▶ [TO DO]: In the following listing, find the lines containing "every" and report them.

▶ [DATA IN THIS EXERCISE]:

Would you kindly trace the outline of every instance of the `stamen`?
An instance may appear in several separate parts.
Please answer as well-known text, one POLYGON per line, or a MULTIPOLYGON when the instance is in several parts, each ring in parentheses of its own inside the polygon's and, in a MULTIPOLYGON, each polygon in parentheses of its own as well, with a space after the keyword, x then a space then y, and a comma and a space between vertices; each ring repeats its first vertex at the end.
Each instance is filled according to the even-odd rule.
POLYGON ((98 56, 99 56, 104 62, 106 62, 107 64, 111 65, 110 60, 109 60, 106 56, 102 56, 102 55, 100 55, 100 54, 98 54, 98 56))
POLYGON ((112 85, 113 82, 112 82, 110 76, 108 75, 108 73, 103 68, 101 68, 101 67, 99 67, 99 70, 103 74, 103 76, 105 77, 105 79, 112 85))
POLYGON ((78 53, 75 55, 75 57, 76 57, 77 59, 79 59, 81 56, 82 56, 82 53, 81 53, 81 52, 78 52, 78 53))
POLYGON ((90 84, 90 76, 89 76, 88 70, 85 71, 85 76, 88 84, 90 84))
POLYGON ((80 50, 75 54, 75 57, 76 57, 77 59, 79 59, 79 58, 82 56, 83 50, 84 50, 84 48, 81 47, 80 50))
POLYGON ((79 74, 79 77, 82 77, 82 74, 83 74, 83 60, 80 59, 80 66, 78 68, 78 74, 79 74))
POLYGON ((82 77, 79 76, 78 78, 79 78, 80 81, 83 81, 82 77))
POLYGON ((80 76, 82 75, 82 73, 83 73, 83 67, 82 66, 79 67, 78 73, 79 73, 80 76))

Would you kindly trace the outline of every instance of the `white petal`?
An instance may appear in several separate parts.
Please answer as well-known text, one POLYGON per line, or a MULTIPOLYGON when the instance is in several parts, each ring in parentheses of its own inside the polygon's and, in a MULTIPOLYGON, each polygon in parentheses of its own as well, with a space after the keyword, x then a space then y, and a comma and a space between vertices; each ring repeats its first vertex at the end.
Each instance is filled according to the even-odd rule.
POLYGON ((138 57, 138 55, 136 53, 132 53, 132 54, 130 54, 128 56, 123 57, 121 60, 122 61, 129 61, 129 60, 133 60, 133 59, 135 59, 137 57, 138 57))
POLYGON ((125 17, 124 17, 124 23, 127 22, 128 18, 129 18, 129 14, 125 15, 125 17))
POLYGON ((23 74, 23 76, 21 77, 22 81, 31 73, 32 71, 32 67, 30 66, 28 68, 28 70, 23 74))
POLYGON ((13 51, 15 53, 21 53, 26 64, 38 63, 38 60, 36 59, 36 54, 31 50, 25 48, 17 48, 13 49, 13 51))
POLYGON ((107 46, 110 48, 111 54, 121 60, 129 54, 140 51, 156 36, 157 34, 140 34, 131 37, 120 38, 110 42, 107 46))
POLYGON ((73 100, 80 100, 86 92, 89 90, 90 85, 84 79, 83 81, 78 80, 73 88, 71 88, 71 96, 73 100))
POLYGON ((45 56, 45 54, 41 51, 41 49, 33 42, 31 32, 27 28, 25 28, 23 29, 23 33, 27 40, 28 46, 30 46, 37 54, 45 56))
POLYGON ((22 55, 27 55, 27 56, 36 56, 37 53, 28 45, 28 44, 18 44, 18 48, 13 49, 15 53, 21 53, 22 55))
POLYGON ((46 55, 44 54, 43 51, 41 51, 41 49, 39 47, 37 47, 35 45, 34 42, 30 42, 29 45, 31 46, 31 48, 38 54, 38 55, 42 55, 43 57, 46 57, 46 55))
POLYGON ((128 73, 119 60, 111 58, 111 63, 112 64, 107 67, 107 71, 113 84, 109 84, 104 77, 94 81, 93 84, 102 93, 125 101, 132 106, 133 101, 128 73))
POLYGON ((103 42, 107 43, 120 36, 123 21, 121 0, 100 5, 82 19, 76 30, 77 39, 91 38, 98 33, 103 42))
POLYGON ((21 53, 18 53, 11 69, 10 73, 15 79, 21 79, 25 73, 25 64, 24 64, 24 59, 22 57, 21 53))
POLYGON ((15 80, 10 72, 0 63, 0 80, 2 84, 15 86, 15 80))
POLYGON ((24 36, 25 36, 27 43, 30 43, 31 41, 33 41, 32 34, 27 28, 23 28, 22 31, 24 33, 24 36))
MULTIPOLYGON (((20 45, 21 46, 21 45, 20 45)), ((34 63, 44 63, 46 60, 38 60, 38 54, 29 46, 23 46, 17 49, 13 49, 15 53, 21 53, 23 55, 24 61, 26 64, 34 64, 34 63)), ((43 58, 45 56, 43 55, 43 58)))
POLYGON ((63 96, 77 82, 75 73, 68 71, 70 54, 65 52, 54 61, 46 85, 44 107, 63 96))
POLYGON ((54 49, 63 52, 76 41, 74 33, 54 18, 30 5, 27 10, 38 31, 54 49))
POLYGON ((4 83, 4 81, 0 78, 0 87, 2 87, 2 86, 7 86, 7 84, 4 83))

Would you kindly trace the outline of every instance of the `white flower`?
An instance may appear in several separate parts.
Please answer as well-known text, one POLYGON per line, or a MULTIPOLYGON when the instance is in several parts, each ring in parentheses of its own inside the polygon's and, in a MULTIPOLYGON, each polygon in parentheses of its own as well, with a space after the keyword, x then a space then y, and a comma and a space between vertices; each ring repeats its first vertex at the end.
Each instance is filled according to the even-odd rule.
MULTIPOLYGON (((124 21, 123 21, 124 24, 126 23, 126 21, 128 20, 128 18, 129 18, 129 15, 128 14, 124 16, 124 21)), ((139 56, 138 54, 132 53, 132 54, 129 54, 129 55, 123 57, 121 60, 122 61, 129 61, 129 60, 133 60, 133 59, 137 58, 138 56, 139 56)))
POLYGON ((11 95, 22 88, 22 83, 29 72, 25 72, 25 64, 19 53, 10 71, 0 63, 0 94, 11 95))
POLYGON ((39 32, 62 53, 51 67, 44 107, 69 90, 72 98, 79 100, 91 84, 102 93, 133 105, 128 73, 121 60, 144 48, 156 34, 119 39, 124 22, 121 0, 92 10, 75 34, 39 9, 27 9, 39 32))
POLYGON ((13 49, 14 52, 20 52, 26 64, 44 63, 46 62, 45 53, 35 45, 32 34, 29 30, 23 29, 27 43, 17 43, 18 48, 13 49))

▶ [ANSWER FOR THE TASK]:
Would you kindly trace the outline of every instance of the `stamen`?
Would you kindly trace the outline of every instance of the `white petal`?
Would you kindly trace the outline of every instance of the `white flower`?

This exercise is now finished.